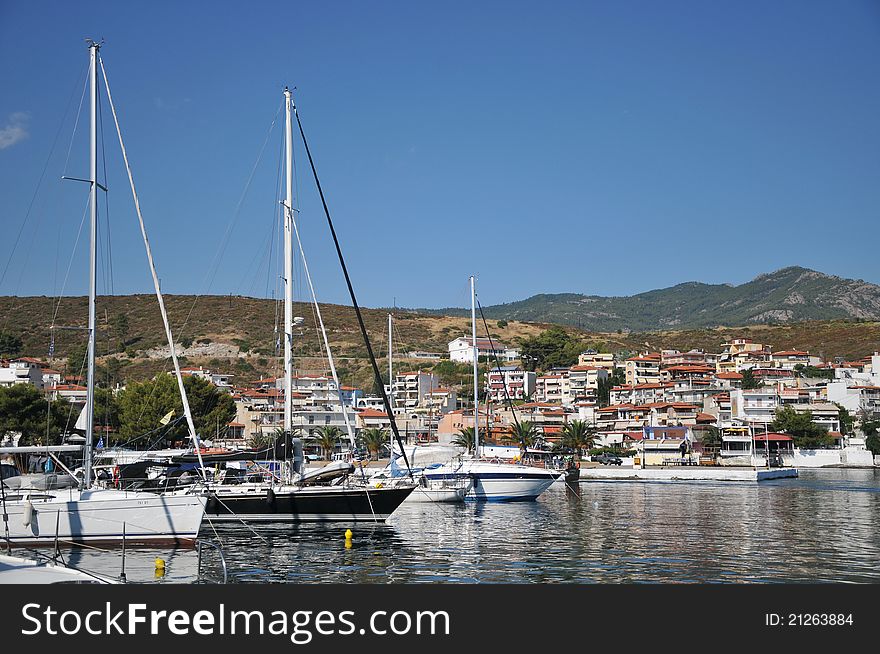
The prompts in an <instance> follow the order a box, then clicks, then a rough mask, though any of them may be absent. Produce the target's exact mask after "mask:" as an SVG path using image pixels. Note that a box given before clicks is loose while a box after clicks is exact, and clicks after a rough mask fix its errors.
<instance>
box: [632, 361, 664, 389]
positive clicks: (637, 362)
mask: <svg viewBox="0 0 880 654" xmlns="http://www.w3.org/2000/svg"><path fill="white" fill-rule="evenodd" d="M660 359H661V358H660V354H659V353H656V354H652V353H648V354H643V355H641V356H637V357H631V358H629V359H627V360H626V365H625V370H626V384H627V386H637V385H639V384H655V383H657V382H659V381H660Z"/></svg>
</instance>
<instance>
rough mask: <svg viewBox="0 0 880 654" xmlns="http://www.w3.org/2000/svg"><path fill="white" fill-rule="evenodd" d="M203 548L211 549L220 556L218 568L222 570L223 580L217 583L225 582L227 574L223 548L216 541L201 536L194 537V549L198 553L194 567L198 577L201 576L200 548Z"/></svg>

#### A TAREFA:
Converta as linhas da listagem acima em uma lista JSON de strings, uma para cada linha, excluindo as linhas em branco. Omita as imagens na resposta.

#### RESOLUÇÃO DO EXERCÍCIO:
[
  "The prompts in an <instance> follow the order a box, then clicks, then a rough mask, though any of them may be absent. Produce the target's exact mask after \"mask:\" as an SVG path using image pixels. Note that a box given before clicks is loose while a box after clicks is exact, and clicks after a rough mask fix its errors.",
  "<instance>",
  "box: [632, 361, 664, 389]",
  "positive clicks: (637, 362)",
  "mask: <svg viewBox=\"0 0 880 654\" xmlns=\"http://www.w3.org/2000/svg\"><path fill=\"white\" fill-rule=\"evenodd\" d=\"M660 359H661V358H660V354H659V353H656V354H652V353H648V354H643V355H641V356H637V357H631V358H629V359H627V360H626V365H625V370H626V384H627V386H637V385H639V384H655V383H657V382H659V381H660Z\"/></svg>",
  "</instance>",
  "<instance>",
  "rough mask: <svg viewBox=\"0 0 880 654\" xmlns=\"http://www.w3.org/2000/svg\"><path fill=\"white\" fill-rule=\"evenodd\" d=\"M203 548L211 549L220 556L218 568L222 570L223 580L217 583L225 582L227 574L223 548L216 541L201 536L194 537V549L198 553L194 567L198 577L201 576L200 548Z\"/></svg>"
]